• _Instructions to follow_:
Which lines of the entries contain the string "exact"? Please find them and copy them.

• _Saved data entries_:

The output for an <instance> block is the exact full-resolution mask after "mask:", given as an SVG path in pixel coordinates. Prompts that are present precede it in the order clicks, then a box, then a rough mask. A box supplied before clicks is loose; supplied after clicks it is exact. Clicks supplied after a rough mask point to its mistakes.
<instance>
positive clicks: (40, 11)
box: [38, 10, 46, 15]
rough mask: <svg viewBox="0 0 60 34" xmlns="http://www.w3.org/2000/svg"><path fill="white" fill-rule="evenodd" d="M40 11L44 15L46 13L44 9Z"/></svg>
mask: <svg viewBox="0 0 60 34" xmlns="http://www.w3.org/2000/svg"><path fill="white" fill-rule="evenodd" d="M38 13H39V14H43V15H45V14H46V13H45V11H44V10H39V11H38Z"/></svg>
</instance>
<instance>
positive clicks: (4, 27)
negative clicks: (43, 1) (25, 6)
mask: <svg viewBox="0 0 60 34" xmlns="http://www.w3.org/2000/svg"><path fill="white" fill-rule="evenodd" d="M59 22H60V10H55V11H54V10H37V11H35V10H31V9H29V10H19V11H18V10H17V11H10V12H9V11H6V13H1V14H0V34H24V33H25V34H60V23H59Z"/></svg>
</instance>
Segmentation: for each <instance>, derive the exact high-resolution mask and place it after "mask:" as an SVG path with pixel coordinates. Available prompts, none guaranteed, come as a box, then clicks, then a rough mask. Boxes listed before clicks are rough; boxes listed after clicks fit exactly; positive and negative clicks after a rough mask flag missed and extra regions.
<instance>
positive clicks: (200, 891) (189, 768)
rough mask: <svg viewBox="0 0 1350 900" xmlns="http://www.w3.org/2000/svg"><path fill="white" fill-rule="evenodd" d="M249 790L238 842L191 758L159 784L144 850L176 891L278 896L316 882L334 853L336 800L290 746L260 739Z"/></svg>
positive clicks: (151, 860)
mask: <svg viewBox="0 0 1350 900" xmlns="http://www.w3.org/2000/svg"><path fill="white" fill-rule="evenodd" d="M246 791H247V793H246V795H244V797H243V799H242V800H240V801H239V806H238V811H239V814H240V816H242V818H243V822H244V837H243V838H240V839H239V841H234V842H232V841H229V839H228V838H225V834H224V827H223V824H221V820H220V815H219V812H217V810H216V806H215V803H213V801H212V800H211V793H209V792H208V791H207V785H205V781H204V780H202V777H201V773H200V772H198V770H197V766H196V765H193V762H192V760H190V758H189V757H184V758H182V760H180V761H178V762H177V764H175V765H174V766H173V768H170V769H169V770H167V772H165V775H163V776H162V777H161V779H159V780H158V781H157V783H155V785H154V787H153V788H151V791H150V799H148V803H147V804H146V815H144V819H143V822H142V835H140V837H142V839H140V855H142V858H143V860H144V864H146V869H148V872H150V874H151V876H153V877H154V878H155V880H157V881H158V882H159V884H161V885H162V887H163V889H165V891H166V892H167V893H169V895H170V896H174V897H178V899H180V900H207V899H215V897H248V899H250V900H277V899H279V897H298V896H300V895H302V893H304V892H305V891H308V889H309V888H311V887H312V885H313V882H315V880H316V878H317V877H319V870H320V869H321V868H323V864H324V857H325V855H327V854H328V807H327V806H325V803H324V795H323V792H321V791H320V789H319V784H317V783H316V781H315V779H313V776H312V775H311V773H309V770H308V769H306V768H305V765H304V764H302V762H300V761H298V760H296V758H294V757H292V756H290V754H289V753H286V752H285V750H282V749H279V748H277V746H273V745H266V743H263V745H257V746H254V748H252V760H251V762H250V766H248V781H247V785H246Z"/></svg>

• _Task solution_:
The output for an <instance> block is the exact full-resolution mask after "mask:", given as an SVG path in pixel coordinates. Prompts that are present precede it in the order clicks, then a box, then a rough mask. A box supplied before clicks is loose; supplied after clicks it is exact. Clicks supplied after a rough mask point to its mistakes.
Segmentation: for each <instance>, derive the exact high-resolution mask and place it after "mask:" as an SVG path with pixel coordinates. Available prompts, none guaranteed, come as a box, then clicks, then a rough mask. Boxes listed before clicks are rough; boxes listed after clicks fit exactly; positive and negative clicks after a rough mask flag missed and extra regions.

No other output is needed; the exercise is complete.